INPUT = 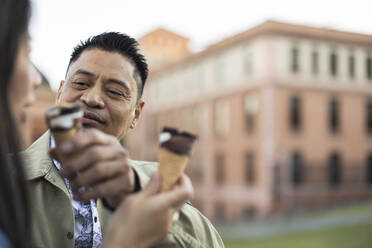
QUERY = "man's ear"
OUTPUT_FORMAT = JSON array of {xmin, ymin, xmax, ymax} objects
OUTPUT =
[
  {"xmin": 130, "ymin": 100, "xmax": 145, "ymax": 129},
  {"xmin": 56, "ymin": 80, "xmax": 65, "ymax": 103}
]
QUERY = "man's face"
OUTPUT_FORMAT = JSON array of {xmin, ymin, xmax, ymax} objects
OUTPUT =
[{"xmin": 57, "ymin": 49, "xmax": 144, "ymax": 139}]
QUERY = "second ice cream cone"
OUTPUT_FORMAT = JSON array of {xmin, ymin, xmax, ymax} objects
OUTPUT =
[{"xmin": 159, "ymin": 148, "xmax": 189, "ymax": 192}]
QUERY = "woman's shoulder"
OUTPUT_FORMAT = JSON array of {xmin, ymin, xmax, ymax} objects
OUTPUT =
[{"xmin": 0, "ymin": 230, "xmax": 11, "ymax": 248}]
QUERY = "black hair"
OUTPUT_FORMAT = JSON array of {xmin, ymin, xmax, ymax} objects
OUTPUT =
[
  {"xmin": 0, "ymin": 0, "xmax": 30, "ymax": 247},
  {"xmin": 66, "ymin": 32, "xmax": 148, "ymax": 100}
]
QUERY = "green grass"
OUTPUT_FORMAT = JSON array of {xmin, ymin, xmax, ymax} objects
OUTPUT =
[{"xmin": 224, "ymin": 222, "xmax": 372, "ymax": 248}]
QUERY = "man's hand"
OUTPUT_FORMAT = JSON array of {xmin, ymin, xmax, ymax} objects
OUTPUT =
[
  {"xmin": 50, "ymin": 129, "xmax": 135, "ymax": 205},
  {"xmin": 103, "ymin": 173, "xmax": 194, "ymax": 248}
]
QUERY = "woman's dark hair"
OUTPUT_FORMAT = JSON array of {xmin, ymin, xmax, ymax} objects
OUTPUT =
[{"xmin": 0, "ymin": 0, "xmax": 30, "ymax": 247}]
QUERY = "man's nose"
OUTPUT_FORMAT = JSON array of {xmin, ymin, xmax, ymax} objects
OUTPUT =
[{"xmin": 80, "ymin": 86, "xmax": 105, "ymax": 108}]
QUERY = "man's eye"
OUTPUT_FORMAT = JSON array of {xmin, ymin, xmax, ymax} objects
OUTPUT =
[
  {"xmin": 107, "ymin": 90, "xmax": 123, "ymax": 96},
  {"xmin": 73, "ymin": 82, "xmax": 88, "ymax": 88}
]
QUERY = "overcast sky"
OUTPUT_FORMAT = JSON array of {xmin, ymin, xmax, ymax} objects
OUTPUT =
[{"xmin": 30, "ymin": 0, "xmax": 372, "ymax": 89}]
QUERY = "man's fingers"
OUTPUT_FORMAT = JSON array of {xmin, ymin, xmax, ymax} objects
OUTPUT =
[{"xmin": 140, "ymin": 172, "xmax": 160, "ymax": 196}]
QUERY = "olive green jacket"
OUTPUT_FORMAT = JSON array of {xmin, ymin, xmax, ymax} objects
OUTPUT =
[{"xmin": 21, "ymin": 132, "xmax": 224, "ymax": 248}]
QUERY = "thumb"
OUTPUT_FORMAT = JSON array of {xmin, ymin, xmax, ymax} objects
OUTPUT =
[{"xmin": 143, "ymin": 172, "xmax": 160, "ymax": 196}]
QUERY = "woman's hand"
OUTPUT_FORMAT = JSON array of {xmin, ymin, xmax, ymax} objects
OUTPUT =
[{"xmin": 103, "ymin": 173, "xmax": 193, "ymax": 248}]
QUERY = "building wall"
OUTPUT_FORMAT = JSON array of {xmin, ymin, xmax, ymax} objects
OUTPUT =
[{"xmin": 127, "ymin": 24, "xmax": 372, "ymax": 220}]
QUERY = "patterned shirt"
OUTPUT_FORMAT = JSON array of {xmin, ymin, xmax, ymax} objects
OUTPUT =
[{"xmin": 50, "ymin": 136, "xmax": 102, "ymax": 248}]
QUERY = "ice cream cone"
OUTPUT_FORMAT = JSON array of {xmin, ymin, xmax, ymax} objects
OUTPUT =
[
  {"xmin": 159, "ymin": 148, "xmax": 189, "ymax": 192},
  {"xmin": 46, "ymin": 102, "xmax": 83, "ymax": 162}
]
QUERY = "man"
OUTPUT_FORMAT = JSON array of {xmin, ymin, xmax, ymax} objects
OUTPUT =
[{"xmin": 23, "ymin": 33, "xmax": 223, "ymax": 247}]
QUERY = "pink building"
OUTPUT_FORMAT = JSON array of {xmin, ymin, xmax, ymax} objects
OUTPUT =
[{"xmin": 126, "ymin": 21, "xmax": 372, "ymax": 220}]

Written instruction — Find every line in the rows above that contains the word "cream" and copy each of those lines. Case counts.

In response —
QUERY = "second ice cream cone"
QUERY = "ice cream cone"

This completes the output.